What you will do: Please reproduce the lines below unchanged, starting at the line that contains "Locate the white pickup" and ending at the line that contains "Locate the person standing", with both of those lines included. Output nothing else.

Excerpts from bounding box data
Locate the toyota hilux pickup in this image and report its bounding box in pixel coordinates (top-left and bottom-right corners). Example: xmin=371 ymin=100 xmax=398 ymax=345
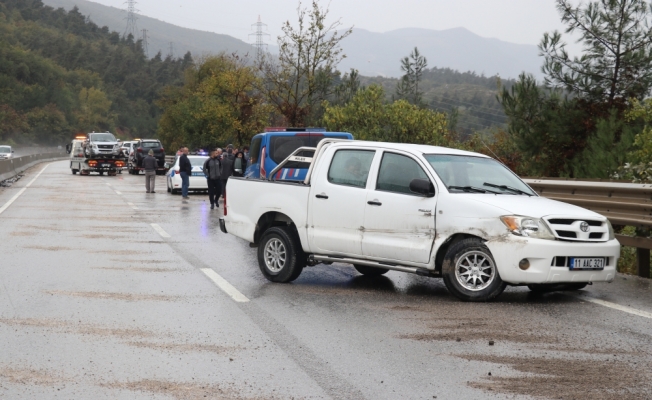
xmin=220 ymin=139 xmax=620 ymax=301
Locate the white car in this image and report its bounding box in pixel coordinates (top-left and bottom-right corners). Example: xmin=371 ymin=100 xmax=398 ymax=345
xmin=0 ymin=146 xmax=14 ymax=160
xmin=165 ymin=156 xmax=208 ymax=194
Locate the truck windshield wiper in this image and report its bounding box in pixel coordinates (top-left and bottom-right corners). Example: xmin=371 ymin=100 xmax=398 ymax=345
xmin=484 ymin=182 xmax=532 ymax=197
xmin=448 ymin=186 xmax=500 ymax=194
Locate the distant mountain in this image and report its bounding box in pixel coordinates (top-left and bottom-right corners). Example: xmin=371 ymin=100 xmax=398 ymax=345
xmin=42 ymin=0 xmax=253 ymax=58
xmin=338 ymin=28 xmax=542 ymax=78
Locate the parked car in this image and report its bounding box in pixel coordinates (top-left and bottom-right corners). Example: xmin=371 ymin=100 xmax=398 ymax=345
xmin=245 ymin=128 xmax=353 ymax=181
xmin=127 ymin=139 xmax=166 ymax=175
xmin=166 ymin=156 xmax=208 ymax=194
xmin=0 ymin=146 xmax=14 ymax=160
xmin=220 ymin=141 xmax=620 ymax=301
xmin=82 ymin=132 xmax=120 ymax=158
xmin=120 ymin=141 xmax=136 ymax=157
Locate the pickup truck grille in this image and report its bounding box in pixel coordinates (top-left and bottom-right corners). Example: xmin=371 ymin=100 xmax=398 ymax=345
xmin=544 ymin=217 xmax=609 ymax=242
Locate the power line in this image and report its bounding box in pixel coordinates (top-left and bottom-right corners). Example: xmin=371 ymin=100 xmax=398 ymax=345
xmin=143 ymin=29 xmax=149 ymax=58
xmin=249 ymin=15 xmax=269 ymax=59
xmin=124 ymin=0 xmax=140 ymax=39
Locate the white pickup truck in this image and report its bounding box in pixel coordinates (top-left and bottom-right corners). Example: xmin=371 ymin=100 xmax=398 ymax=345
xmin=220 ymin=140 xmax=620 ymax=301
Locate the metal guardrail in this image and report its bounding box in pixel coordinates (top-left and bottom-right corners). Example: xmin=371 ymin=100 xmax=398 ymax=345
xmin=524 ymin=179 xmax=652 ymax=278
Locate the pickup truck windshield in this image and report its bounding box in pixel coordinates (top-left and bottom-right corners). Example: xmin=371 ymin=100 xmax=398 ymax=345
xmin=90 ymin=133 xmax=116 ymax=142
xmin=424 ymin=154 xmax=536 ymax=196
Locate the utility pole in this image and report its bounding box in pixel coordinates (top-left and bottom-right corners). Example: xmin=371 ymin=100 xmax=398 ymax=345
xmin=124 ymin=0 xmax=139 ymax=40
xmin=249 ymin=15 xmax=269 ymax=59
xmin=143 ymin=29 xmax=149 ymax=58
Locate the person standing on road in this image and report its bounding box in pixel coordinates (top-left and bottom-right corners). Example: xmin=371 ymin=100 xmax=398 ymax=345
---
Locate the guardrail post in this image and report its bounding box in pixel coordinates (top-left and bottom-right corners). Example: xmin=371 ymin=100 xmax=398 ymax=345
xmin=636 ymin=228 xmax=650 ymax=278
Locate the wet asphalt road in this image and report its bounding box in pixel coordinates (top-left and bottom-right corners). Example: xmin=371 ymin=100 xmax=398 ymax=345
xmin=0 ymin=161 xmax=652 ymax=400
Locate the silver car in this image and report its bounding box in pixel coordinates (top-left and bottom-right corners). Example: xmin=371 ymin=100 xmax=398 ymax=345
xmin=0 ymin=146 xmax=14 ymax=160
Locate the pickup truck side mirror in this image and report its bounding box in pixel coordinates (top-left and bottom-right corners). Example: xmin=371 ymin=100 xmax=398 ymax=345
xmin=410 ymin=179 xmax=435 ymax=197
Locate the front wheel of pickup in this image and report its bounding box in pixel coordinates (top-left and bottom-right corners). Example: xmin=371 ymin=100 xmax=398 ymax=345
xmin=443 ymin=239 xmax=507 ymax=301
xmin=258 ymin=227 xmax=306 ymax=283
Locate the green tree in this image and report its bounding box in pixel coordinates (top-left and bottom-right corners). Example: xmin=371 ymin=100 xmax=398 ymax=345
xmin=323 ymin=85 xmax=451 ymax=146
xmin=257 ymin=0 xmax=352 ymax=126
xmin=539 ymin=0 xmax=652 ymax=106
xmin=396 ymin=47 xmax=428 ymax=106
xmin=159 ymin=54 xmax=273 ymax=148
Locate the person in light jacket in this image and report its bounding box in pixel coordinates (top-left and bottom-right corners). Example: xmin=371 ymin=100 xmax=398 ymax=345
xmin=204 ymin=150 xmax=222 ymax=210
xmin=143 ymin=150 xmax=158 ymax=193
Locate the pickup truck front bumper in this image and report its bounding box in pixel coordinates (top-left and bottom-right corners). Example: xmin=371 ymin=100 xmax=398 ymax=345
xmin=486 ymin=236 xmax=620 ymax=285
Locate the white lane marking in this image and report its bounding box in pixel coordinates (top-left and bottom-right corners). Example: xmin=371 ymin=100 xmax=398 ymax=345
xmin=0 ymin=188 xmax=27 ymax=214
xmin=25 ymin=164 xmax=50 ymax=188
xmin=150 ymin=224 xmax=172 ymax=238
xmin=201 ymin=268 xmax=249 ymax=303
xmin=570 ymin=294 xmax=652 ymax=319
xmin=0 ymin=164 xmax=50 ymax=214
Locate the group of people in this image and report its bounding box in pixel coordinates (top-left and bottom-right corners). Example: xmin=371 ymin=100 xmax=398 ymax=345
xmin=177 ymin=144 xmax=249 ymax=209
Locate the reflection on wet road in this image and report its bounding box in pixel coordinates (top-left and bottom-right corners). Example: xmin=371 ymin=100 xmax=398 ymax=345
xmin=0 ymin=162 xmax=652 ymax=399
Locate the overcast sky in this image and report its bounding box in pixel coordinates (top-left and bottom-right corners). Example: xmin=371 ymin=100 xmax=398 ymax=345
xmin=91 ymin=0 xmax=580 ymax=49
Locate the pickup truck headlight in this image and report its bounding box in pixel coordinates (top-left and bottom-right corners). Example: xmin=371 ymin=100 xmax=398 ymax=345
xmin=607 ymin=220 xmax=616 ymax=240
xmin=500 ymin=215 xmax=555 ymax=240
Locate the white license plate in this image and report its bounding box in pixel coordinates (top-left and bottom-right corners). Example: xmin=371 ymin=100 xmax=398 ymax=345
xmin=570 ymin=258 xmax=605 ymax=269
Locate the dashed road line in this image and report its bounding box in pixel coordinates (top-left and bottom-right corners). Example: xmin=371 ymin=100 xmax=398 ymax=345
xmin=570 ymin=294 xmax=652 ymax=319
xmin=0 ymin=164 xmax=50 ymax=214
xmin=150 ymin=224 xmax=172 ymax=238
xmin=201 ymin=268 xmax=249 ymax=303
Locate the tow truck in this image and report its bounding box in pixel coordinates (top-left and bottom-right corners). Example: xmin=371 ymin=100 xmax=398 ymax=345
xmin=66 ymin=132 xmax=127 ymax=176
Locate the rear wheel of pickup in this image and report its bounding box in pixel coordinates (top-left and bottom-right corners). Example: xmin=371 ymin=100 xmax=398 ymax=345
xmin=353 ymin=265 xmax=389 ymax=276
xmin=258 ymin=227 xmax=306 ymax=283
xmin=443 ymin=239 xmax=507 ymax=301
==
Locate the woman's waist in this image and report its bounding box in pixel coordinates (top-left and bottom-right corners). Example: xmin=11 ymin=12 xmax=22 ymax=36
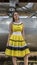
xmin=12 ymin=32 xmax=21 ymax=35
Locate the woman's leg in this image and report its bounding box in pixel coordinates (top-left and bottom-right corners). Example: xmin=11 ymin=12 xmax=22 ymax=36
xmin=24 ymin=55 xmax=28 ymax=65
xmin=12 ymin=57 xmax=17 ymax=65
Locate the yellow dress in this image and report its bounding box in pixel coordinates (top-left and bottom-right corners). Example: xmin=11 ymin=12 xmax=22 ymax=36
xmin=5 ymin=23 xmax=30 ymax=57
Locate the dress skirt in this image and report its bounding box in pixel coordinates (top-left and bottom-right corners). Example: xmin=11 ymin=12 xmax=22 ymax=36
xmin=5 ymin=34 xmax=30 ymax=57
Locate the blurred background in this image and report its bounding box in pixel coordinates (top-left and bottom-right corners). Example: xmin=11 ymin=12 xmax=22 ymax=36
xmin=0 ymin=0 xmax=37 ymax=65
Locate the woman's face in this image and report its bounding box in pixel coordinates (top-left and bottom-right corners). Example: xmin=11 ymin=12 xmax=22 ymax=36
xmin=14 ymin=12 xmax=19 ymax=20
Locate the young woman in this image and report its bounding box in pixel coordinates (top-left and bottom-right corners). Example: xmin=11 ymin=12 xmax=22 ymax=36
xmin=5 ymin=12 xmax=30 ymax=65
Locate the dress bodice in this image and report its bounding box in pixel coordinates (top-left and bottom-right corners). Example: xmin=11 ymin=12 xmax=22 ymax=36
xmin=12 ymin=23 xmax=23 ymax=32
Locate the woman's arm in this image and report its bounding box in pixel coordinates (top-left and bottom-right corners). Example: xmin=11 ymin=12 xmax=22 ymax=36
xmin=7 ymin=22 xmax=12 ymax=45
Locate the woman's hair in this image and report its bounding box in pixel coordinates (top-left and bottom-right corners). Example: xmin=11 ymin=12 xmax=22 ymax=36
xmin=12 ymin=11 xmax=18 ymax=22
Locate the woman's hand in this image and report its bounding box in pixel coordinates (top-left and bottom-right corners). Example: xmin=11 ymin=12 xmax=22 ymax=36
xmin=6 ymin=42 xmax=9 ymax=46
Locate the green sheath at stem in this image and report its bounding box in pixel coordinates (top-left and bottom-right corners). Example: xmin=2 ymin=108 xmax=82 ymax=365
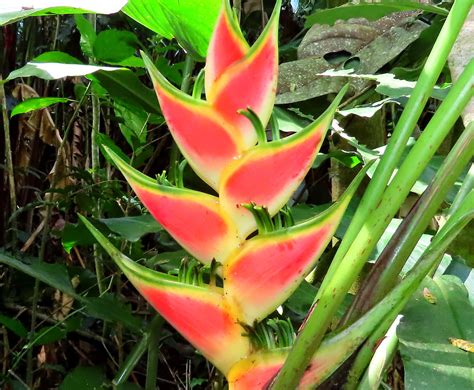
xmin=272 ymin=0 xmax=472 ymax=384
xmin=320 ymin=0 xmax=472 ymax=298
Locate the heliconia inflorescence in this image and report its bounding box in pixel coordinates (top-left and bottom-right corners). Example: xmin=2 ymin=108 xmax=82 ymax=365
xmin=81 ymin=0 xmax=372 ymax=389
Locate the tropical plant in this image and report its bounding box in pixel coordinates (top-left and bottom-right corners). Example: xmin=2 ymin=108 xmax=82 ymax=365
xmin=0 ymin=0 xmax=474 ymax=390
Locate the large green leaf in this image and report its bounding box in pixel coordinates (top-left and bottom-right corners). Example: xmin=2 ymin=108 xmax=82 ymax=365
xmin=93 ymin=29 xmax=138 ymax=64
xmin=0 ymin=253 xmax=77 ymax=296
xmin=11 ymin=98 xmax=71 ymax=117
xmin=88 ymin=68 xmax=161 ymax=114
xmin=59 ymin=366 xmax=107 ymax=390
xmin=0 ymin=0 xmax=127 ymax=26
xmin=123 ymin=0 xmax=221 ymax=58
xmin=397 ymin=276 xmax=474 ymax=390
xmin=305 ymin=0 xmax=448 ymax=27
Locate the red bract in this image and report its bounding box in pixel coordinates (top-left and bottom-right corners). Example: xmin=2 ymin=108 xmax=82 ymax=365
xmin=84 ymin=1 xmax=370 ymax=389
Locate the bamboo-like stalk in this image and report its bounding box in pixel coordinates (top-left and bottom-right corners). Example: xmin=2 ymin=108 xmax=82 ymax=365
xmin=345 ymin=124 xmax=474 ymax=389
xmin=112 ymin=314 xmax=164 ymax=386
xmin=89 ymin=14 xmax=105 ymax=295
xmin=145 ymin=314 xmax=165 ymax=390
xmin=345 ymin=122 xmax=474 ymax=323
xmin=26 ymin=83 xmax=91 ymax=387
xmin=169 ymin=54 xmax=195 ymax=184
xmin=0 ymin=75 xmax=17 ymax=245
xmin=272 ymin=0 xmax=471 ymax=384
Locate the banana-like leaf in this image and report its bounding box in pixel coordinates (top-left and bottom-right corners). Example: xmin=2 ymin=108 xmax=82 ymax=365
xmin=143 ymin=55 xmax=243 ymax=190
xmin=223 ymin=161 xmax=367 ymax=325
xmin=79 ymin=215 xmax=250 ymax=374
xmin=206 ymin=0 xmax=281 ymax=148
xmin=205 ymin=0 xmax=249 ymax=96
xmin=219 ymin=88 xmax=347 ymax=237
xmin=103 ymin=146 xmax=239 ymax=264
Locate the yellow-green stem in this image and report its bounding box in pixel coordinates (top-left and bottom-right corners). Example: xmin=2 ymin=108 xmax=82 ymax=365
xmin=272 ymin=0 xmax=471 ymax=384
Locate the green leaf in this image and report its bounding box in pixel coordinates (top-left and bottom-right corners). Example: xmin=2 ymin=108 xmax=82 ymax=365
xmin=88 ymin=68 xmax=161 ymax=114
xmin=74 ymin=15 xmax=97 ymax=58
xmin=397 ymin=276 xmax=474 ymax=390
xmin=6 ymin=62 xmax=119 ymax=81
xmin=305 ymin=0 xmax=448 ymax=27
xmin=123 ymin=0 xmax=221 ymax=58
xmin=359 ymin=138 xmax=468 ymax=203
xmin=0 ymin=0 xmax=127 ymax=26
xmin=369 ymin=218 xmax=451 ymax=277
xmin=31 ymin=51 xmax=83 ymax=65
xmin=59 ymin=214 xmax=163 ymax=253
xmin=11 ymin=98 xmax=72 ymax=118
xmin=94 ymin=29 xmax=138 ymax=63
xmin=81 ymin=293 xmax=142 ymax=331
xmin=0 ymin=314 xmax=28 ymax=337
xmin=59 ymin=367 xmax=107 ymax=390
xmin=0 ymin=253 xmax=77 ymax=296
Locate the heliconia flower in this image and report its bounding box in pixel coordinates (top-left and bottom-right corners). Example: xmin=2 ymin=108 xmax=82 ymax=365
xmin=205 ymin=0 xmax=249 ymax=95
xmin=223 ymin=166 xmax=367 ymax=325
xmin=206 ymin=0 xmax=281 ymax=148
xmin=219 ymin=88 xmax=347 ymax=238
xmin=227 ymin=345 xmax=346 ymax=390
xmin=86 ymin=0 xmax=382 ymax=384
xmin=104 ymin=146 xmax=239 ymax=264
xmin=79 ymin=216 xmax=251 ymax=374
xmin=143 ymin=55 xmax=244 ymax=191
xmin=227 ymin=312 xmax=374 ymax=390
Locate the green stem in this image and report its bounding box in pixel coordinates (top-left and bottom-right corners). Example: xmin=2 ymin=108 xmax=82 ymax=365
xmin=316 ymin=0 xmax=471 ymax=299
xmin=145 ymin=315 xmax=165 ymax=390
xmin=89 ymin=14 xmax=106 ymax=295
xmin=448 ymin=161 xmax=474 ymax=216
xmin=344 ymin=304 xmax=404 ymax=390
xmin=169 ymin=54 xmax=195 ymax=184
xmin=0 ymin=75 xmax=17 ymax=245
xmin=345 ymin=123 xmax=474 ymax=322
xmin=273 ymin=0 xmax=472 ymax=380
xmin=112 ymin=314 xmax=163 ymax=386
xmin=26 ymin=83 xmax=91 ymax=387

Final result:
Locate the white pickup truck in this image and report its bounding box in pixel coordinates (top-left and bottom-right corners). Example: xmin=371 ymin=100 xmax=398 ymax=345
xmin=220 ymin=140 xmax=620 ymax=301
Locate the metal guardrail in this image and report its bounding box in pixel coordinates (top-left and bottom-right corners). Example: xmin=371 ymin=100 xmax=398 ymax=345
xmin=524 ymin=179 xmax=652 ymax=278
Locate the pickup truck windshield in this image and report its bounding box in pixel coordinates (top-left and bottom-right corners). Example: xmin=371 ymin=100 xmax=398 ymax=345
xmin=90 ymin=133 xmax=116 ymax=142
xmin=424 ymin=154 xmax=536 ymax=196
Locate the utility pole in this image and report its bounding box in pixel coordinates (top-left and bottom-right corners). Example: xmin=371 ymin=100 xmax=398 ymax=345
xmin=124 ymin=0 xmax=139 ymax=40
xmin=249 ymin=15 xmax=269 ymax=59
xmin=143 ymin=29 xmax=149 ymax=58
Locate the person standing on road in this image and report its bounding box in pixel coordinates (top-left and bottom-right corners). Example: xmin=371 ymin=100 xmax=398 ymax=345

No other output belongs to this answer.